[REQUIRED TASK 1] In the blog post about last.fm, which company bought last.fm, and for how much?

[PAGE EXTRACT]
▬▬▬▬▬▬▬▬▬▬

Get A Better Stereo

Sunday, June 03, 2007



A guy I know called Steve works at last.fm, who, if you know anything about the internet, you will be aware have just been bought by CBS for a cool £140m. A lot of people seem to find this very exciting; not sure why, monopoly-building in the music industry has almost always been bad news as far as I am aware. But there you go. When the ‘good guys’ are being bought out it’s OK, cos they deserve the money, or something.

But beyond this vague concern about the insidious “big fish eat the little fish” onwards march of capitalism, and with no disrespect to Steve, who is a fine man, last.fm pisses me off. Or, rather, one of the things that I feel it stands for pisses me off.

Not the social-network side of it, although I’ve long since abandoned Myspace and Facebook, because (almost) anything that encourages human communication is pretty good at least on a theoretical level, even if that communication quickly devolves into self-aggrandisement.

I’m not even that pissed off by the fact that one of last.fm’s primary (unspoken) purposes is the destruction of the critic and therefore music writing and therefore any kind of informed and impassioned discussion (and therefore communication) (the easier it is to communicate the less effort and thought people put into communication, perhaps [see above]).

Actually I am, because I think this is dangerous as all hell; much as most critics are seemingly happy just to tell you what to buy in exchange for a +1 and a promo and fifty quid, there are a number out there who are performing important duties regarding the relaying of information (finding new bands) and the recording of the history of music (letting you know about old bands), piecing together strands and constructing narratives where possible (and often where inappropriate, obviously, given that the history of music, like the history of anything, is not an easy-flowing linear story) so that we understand what music is and what it means and what it has done a little better.

There’s also another critical function, that I like to think I’m involved in (and I hope I’m not alone), which is telling people what they’re doing wrong (even if only in my opinion) so that in the future they can not do it wrong and as a result make better records. The 65daysofstatic affair is, I hope, proof that critics can and do exist, sometimes, outside of the realm of merely being catalogue guides and gatekeepers; last.fm isn’t going to write in-depth articles about dynamic range compression any time soon, I suspect.

By allowing people to bypass criticism in terms of finding new music (not necessarily a bad thing), last.fm also allows them to bypass criticism in terms of engaging with and understanding any music (pretty necessarily a bad thing). Is the positivity of the objective worth the negative side-effect? I’m not sure.

But anyway, damaging criticism is a minor concern. My main beef with last.fm is that it’s damaging music itself. How? By making people listen via a computer.

Obviously there are methods that can make using a computer as your primary music-player a decent prospect: digital music servers can be integrated into hi-fi systems; hi-end soundcards with analogue-outs can be run straight into dedicated amplifiers, etcetera. I run a 3.5-stereo-plug-to-analogue-red&whites cable from my iMac to a Denon microsystem next to the computer for the rare occasions when I do want (or need) to listen to something in that room which I only have as digital files; a satisfactory solution, but not ideal when I have a profoundly good headphone set-up within arms reach and a proper hi-fi in the next room.

▬▬▬▬▬▬▬▬▬▬

[RECORDS PROVIDED]
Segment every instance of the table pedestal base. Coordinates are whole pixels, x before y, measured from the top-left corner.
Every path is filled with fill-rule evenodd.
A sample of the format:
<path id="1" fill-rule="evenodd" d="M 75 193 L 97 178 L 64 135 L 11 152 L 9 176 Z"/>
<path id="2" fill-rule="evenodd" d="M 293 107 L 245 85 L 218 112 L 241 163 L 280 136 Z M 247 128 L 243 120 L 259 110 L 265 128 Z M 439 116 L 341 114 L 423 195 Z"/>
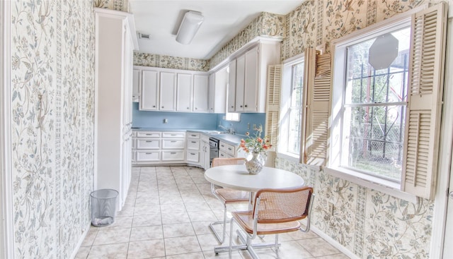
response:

▬▬▬▬▬▬▬▬▬▬

[REQUIRED TASK 2] Take the rows from their first line through the line containing "A sample of", put "Outline" wherever "Segment" appears, and return only those lines with everything else unchanged.

[WRITTEN RESPONSE 1] CBS bought it for £140m.

[WRITTEN RESPONSE 2]
Outline every instance of the table pedestal base. Coordinates are whole pixels, x before y, measured from the top-left corner.
Every path is filled with fill-rule evenodd.
A sample of the format:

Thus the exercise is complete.